+++ Extrait +++

Le 12 février dernier, les pères Jean-Michaël Durhône et Jean-Maurice Labour, responsables des deux équipes de discernement du cheminement Kleopas, ont remis officiellement à Mgr Piat un document faisant des propositions pour le renouvellement de l’annonce de l’Evangile dans les paroisses, l’école et la famille. Ci-dessous, l’allocution de Mgr Maurice E. Piat à cette occasion.
Tout à l’heure me seront remis les documents qui contiennent les grandes orientations de Kleopas, et les propositions de décision à prendre pour mettre en œuvre ces orientations dans le diocèse.
Je tiens tout d’abord à remercier chaleureusement tous ceux et celles qui ont participé de près ou de loin aux groupes d’écoute, à l’animation, à la prise de notes et à la compilation des résultats de ces premières consultations. Je remercie très spécialement tous ceux et celles qui ont classé et synthétisé pour nous les données recueillies. Un merci spécial à Henri Derroitte qui les a analysés avec finesse, nous renvoyant, cahier après cahier, à la fois une image encourageante des richesses vécues dans notre Eglise et les interpellations qui remontaient à la surface. Un grand merci aussi à tous ceux et celles qui ont participé aux groupes de discernement ; ils ont pris beaucoup de peine pour étudier ces cahiers produits par Henri Derroitte, pour se documenter à partir des grands textes de l’Eglise sur la catéchèse, la famille, l’Enseignement catholique ; ils ont fait des recherches et ont pris du temps pour discuter ensemble afin d’arriver aux propositions de décisions qui qui me seront remises tout à l’heure.

+++ Données fournies +++

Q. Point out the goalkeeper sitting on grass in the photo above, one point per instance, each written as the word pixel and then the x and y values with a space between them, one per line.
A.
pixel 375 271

+++

» Travail à faire
A – Modifie le passage de l'allocution, depuis « Tout à l’heure me » jusqu'à « dans le diocèse. » inclus, en remplaçant « documents » par « textes ».
B – D'après l'allocution, à quelle date le document issu du cheminement Kleopas a-t-il été remis officiellement à Mgr Piat ?
C – Poursuis l'allocution de Mgr Piat sur le cheminement Kleopas en partant de sa dernière phrase.
Il n'est pas nécessaire de consulter les données.

» Réponses par consigne
A –
Tout à l’heure me seront remis les textes qui contiennent les grandes orientations de Kleopas, et les propositions de décision à prendre pour mettre en œuvre ces orientations dans le diocèse.

B – Le 12 février.

C –
Maintenant, à partir d’aujourd’hui, va commencer la dernière étape de Kleopas avant qu’il ne devienne formellement le Projet Catéchétique Diocésain. Cette étape est celle de la préparation immédiate des mesures concrètes à prendre pour mettre en œuvre le projet au moment de sa promulgation le 7 août prochain.
Pour m’aider dans cette dernière étape, j’ai nommé un petit groupe de 7 personnes qui seront des « Chargés de Mission » uniquement pour cette période du 12 février au 7 août. Après la promulgation le 7 août interviendront d’autres nominations plus stables pour un temps plus long.
En fait le trajet Kleopas ressemble à un voyage en avion ; il y a eu d’abord le décollage en 2014-2015, un mouvement de consultation de la base vers le haut, un temps pour écouter le peuple de Dieu et s’appuyer sur cette écoute pour décoller ;
Il y a eu ensuite avec le temps de discernement à partir de 2014-2015 une prise d’altitude pour permettre de regarder la base d’un autre point de vue, l’observer dans la perspective d’un horizon plus vaste. Cela a permis de mieux apprécier la beauté du paysage qu’offrait notre Eglise et en même temps de mieux reconnaitre ses faiblesses.
Et enfin arrive maintenant le temps de l’atterrissage, le temps plus délicat.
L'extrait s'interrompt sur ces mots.